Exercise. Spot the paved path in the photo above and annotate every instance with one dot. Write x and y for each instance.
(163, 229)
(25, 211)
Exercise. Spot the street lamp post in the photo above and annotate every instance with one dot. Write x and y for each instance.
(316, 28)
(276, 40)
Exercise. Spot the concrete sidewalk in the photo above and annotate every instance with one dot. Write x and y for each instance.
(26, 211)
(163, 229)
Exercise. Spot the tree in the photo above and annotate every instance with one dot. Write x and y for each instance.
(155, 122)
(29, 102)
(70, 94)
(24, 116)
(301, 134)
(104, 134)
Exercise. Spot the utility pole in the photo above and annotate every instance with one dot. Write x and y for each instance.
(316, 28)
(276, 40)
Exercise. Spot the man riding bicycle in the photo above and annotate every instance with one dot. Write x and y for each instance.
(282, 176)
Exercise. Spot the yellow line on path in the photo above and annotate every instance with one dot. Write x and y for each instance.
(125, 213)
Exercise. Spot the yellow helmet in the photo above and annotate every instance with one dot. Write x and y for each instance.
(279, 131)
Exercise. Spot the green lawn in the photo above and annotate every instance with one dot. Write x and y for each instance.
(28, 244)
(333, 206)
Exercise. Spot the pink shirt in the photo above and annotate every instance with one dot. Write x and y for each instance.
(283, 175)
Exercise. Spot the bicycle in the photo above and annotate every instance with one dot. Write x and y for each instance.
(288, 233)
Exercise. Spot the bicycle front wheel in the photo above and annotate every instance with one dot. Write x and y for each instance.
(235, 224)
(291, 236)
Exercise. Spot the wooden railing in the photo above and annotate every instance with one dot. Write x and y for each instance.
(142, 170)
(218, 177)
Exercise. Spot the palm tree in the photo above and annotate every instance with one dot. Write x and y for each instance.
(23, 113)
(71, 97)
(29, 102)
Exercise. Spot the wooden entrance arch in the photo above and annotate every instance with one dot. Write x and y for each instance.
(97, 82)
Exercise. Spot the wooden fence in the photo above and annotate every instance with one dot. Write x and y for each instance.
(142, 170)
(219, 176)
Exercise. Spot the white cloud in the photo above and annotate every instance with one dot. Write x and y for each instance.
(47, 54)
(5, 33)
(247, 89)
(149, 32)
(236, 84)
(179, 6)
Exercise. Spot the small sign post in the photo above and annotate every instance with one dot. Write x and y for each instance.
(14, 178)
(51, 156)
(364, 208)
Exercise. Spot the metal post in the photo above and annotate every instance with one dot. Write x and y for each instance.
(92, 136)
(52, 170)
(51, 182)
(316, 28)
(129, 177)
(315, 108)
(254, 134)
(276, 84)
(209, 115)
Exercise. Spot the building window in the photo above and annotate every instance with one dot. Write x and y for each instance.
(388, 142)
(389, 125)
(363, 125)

--

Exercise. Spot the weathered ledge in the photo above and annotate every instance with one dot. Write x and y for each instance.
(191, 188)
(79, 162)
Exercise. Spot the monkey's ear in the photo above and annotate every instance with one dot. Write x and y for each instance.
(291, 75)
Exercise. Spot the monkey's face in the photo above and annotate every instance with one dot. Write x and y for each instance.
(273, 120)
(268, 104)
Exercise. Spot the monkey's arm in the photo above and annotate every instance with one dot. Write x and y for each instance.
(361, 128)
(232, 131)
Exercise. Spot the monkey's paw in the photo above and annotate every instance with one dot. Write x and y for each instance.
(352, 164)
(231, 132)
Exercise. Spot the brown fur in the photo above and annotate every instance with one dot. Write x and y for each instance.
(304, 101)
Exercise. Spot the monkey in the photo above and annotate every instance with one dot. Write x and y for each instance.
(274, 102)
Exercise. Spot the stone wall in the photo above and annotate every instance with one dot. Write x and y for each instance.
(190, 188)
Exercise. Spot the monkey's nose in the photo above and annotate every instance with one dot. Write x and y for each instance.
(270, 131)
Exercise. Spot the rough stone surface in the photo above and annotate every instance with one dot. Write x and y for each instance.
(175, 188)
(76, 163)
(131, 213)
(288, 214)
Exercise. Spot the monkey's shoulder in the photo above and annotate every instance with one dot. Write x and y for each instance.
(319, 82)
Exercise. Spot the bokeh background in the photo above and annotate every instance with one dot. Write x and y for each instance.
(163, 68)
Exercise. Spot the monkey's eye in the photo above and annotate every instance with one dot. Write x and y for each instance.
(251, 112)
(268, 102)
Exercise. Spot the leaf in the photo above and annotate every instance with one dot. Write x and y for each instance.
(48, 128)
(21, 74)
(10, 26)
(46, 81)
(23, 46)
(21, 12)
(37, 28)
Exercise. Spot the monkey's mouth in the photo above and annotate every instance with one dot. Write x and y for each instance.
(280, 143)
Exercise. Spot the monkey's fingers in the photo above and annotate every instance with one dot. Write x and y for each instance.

* * *

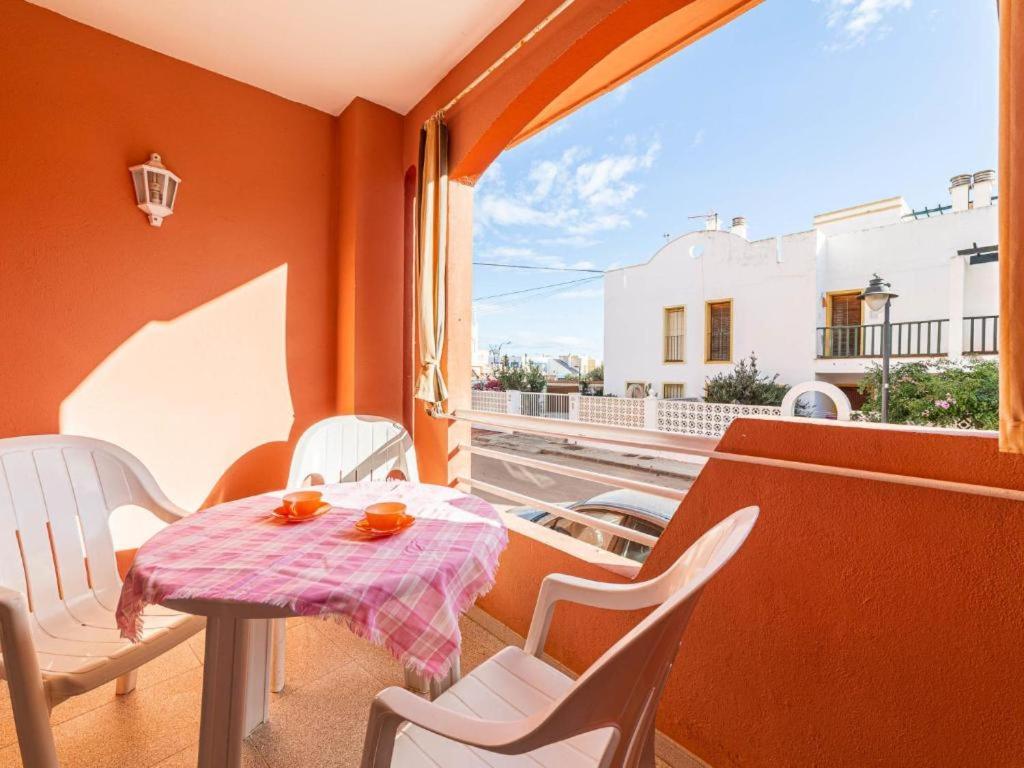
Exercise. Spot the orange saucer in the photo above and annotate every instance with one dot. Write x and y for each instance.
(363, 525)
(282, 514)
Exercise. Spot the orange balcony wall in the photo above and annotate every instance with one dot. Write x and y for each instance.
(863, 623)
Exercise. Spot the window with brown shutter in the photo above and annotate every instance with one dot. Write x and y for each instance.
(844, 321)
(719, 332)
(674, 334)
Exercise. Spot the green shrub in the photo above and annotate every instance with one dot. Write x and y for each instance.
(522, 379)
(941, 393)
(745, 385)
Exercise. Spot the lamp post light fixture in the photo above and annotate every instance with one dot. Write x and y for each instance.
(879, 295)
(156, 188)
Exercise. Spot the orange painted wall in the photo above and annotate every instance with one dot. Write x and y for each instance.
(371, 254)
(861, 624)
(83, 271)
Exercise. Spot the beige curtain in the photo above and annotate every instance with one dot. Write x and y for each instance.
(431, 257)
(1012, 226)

Do this – Show every line of the material above that contains the word "brown", copying each such line in full.

Exercise result –
Exercise. Spot the brown fur in the photo above and annotate every instance with one dot. Write x and y for each instance.
Exercise. Spot the window with brown shutter in the photo above and annotate every instance with one dot. Write x and y for each instance.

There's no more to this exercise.